start Input rows

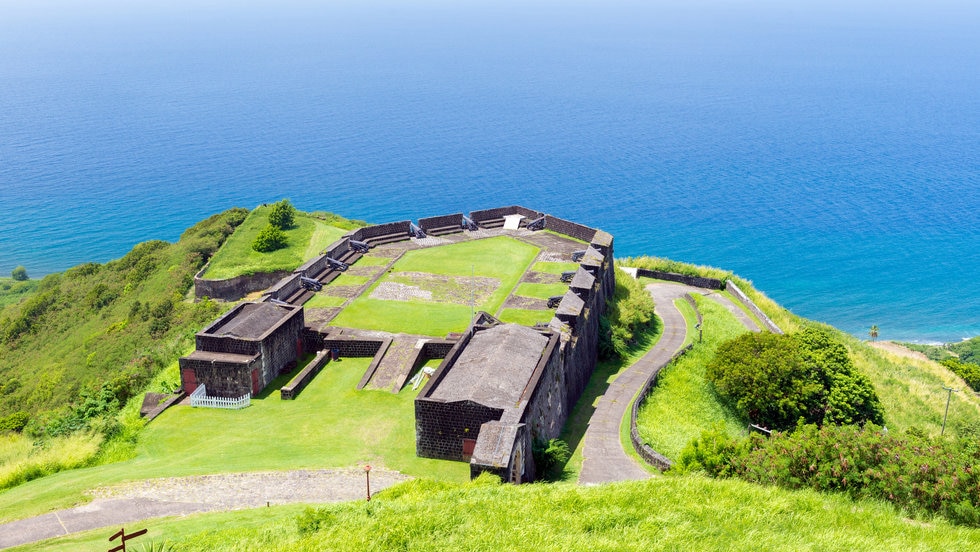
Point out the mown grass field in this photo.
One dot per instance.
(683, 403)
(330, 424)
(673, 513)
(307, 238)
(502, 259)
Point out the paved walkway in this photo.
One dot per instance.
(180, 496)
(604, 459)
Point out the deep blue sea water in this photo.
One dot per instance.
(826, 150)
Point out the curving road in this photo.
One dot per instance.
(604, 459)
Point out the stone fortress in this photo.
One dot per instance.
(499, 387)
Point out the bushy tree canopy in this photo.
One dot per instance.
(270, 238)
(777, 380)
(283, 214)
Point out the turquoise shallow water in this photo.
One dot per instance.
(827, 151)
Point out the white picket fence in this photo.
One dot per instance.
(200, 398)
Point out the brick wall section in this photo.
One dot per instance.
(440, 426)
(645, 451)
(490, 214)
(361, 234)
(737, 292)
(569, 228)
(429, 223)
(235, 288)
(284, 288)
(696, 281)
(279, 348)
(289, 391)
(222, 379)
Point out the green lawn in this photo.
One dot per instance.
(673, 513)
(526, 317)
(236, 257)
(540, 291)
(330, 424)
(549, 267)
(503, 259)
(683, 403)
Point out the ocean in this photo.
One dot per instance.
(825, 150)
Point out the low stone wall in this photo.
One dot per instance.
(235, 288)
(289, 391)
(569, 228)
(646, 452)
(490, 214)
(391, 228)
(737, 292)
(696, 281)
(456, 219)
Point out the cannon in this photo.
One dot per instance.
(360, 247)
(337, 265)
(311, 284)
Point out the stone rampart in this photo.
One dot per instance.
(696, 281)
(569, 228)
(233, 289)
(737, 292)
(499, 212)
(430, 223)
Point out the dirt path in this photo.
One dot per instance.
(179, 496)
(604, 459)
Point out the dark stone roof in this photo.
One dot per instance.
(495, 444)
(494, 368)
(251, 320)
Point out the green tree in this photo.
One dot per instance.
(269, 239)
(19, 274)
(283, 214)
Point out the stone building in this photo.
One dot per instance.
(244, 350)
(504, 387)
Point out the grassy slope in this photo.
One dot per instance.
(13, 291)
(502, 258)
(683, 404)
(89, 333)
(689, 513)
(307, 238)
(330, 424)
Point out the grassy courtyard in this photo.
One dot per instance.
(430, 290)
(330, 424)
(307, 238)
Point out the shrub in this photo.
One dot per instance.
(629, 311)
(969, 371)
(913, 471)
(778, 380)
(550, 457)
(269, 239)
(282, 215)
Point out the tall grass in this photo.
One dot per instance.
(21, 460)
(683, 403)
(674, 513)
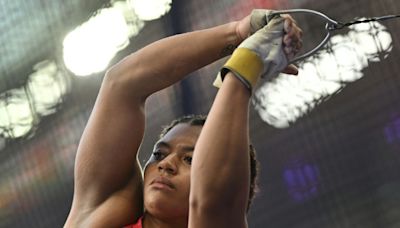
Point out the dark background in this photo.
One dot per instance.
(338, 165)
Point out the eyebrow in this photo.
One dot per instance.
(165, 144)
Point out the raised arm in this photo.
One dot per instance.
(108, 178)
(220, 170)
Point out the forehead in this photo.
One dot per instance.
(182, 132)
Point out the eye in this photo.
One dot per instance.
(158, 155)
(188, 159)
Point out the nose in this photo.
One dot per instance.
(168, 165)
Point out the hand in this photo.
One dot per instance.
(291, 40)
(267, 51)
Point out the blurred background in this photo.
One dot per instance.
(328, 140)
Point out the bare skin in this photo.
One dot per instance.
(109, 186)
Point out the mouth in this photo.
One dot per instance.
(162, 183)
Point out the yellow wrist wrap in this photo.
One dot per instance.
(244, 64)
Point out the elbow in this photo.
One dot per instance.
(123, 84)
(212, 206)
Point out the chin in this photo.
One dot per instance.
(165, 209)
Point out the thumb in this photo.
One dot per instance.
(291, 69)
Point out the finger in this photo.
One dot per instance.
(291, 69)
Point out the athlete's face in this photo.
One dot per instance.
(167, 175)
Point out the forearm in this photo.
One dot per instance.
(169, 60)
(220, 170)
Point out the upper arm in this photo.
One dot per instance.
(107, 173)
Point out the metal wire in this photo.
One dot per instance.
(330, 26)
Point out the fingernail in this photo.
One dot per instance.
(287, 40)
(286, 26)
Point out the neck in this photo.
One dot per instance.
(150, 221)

end Input rows

To do:
Begin at the line that contains "Point out the nose in this photo." and stop after the last line of the records, copying out every line with each coordinate raised by 79 and leaving all other text unchanged.

Correct answer:
Point out the nose in this photo.
One dot per instance.
(247, 244)
Point out the hand in this photo.
One dot per instance.
(370, 119)
(346, 130)
Point out the blurred background in this photo.
One dot per instance.
(407, 219)
Point out the bare skin in this photo.
One dot per instance.
(188, 265)
Point out the mouth in this photo.
One dot per instance.
(241, 262)
Point out the yellow wrist wrap in this photo.
One dot per instance.
(323, 143)
Point out the elbow in this photo.
One dot per instance.
(202, 163)
(291, 285)
Point out the chin in this photo.
One dot per instance.
(244, 288)
Point out the thumb in this photo.
One dot per instance.
(370, 148)
Point out the finger in this photo.
One dot per instance.
(370, 148)
Point out the athlete's face in this photo.
One dot per instance.
(246, 254)
Point out the forearm in this photo.
One dot per instance.
(248, 139)
(299, 249)
Point out the upper arm in this photo.
One dot per instance.
(186, 252)
Point out the metal wire in this photo.
One dot per instance.
(409, 105)
Point out the fingernail in this photo.
One dot per instance.
(366, 119)
(365, 105)
Point out the neck in this photo.
One dot per instance.
(229, 300)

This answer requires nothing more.